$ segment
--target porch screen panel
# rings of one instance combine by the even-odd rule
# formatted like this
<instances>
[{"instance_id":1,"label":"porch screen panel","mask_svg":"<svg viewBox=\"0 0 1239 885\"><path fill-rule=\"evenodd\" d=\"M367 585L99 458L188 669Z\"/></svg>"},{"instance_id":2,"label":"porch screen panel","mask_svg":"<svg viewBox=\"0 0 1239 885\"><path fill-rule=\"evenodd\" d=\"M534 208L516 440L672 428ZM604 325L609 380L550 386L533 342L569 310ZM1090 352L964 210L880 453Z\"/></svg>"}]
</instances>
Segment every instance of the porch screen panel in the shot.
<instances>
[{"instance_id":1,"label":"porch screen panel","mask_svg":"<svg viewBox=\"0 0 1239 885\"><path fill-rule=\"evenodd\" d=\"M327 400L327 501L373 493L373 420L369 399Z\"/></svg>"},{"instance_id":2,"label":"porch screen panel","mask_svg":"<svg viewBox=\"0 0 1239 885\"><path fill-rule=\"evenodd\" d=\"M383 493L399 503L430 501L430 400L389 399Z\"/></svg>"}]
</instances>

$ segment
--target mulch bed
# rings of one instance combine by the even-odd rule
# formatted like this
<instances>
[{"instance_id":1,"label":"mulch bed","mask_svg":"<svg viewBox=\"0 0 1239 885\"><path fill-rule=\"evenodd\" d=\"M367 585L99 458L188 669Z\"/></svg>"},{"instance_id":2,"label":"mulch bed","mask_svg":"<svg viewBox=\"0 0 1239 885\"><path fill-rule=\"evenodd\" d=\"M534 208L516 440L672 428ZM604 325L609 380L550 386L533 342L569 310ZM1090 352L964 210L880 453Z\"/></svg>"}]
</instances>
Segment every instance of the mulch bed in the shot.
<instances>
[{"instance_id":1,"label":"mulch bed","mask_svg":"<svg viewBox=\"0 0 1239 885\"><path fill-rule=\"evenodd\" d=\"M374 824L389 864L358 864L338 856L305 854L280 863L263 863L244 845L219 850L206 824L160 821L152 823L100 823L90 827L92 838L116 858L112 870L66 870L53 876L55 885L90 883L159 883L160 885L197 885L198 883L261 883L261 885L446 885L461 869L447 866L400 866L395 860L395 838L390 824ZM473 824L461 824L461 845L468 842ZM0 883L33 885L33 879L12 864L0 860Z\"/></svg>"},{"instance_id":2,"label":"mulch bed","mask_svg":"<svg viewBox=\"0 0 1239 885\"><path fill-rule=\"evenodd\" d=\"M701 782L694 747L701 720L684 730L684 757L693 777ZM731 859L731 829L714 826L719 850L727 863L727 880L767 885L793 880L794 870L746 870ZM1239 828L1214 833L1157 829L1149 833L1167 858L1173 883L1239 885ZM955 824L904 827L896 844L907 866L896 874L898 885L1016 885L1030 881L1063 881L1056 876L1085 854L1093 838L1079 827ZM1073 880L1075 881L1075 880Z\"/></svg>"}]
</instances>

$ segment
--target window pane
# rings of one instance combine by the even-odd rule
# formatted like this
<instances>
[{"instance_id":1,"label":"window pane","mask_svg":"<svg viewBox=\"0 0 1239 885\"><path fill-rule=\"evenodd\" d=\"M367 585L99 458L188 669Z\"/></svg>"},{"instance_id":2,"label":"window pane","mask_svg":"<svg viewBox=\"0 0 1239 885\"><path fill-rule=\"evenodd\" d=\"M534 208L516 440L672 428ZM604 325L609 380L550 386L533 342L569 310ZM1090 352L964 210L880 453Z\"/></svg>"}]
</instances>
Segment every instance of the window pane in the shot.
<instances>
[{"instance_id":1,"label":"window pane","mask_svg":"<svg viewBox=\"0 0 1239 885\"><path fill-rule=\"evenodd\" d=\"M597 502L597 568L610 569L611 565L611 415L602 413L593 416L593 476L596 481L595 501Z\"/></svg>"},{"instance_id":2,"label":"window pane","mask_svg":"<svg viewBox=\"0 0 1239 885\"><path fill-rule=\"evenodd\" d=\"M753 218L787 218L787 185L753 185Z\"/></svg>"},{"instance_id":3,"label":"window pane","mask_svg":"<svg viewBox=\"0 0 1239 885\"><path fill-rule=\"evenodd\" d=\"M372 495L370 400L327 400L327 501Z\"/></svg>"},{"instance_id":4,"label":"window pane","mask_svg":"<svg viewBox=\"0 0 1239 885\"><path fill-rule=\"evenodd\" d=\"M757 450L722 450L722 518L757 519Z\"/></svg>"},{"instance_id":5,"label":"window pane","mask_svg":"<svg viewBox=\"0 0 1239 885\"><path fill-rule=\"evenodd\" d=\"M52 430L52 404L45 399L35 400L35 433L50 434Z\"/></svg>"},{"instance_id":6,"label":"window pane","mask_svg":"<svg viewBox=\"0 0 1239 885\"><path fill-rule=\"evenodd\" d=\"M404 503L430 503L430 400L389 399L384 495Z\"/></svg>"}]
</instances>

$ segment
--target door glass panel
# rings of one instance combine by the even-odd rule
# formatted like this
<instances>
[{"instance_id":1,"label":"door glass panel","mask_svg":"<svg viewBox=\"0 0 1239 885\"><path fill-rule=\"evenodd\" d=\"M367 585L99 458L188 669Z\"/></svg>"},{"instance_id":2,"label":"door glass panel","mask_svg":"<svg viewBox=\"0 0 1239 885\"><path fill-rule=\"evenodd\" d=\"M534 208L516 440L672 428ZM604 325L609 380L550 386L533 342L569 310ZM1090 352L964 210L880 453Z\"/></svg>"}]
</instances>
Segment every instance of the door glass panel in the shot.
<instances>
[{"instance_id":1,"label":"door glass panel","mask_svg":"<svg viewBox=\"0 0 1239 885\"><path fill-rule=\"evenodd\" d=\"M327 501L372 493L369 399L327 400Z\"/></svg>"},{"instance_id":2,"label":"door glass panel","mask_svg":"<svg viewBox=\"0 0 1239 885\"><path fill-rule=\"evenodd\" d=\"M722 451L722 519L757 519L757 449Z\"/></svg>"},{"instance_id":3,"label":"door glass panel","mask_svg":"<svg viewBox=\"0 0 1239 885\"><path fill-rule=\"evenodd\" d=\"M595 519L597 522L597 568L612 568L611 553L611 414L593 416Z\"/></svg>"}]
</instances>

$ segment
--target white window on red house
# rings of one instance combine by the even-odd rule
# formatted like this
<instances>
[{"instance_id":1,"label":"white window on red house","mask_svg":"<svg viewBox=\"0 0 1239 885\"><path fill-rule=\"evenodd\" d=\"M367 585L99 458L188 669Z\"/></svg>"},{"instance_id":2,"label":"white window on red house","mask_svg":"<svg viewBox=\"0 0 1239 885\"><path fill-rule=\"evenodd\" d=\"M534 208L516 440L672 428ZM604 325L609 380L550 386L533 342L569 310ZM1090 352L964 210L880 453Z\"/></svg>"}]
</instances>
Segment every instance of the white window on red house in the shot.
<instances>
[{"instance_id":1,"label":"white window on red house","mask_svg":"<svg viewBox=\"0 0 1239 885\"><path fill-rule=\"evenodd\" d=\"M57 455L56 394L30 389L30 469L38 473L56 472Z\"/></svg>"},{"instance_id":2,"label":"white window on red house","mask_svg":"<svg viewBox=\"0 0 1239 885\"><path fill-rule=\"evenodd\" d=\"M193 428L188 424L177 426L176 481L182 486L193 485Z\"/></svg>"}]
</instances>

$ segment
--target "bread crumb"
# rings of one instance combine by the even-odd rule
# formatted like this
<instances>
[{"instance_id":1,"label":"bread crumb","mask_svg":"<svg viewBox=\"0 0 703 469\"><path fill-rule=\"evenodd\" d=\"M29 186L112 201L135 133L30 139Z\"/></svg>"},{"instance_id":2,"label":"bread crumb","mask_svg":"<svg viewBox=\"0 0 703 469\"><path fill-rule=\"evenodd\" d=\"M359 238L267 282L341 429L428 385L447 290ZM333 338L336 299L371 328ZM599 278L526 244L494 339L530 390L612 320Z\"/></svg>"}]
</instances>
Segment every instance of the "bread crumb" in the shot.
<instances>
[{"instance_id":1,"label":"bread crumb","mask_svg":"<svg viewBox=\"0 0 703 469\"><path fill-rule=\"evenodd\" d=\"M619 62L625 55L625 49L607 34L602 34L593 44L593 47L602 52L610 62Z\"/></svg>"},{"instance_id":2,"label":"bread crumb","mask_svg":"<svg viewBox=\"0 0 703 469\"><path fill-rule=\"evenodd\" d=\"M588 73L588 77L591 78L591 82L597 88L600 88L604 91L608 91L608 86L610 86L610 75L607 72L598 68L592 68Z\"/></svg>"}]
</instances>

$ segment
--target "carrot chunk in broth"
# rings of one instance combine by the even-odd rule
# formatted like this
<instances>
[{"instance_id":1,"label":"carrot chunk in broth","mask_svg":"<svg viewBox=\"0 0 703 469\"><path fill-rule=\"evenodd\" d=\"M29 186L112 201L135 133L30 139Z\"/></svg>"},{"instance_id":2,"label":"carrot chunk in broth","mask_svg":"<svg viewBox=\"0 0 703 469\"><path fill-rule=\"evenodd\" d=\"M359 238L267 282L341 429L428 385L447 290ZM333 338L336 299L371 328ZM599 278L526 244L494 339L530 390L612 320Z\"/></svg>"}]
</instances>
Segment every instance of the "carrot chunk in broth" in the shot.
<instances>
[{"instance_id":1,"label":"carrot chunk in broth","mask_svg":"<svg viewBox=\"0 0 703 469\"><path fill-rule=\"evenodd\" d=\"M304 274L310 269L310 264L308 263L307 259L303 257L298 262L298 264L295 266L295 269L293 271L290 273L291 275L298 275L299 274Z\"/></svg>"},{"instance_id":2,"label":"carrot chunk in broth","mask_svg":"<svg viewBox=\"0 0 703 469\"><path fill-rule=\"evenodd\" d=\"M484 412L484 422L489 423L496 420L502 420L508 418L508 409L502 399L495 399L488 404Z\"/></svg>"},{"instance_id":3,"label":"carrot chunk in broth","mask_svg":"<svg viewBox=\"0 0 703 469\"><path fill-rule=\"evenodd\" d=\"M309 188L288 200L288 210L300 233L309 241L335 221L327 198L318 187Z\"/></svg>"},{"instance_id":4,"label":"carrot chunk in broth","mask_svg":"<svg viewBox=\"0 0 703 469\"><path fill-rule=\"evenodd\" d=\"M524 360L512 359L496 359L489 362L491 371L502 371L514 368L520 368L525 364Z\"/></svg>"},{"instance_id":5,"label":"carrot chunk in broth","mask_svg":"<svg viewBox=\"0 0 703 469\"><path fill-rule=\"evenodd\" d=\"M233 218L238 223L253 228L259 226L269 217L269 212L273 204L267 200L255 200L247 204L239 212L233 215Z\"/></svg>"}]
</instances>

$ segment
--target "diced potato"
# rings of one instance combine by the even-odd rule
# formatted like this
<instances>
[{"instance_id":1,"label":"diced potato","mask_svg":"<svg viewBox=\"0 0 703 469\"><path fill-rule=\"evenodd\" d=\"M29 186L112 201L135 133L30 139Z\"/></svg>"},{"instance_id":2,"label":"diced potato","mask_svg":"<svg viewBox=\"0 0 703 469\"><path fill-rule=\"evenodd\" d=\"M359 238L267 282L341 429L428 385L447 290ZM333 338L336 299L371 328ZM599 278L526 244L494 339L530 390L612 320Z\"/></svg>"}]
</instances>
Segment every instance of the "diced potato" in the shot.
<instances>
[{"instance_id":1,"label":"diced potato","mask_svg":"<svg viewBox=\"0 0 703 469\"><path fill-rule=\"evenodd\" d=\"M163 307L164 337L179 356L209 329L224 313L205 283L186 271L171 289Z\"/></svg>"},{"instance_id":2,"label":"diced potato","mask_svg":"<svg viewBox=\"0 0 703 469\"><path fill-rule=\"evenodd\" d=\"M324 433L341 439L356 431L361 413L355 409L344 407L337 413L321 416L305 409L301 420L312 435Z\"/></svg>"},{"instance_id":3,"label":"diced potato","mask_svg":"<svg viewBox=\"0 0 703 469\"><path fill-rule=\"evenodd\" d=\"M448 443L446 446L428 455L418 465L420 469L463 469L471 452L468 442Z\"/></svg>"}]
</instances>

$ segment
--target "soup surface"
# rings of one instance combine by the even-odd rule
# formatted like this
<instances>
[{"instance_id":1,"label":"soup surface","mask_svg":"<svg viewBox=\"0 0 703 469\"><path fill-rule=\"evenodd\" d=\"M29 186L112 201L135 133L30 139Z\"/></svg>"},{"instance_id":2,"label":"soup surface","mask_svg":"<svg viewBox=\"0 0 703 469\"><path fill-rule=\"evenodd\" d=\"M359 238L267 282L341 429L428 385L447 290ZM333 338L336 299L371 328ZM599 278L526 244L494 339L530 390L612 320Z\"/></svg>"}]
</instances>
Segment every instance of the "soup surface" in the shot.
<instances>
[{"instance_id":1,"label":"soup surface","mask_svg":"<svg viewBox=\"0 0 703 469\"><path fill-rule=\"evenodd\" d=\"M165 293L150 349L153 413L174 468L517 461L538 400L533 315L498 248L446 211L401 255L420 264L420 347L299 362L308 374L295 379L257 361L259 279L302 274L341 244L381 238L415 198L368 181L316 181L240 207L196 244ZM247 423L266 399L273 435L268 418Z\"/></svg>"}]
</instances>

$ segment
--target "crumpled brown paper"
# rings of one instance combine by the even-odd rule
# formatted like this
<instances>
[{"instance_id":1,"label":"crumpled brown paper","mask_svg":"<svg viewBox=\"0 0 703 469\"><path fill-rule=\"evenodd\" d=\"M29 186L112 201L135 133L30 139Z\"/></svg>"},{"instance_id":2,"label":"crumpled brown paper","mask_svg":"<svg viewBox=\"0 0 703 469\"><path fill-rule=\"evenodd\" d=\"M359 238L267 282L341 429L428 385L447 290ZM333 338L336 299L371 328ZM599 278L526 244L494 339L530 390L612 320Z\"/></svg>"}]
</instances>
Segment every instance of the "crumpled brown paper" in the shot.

........

EXERCISE OBJECTIVE:
How many lines of the data contain the string "target", with case counting? Give only the number.

TASK ANSWER:
10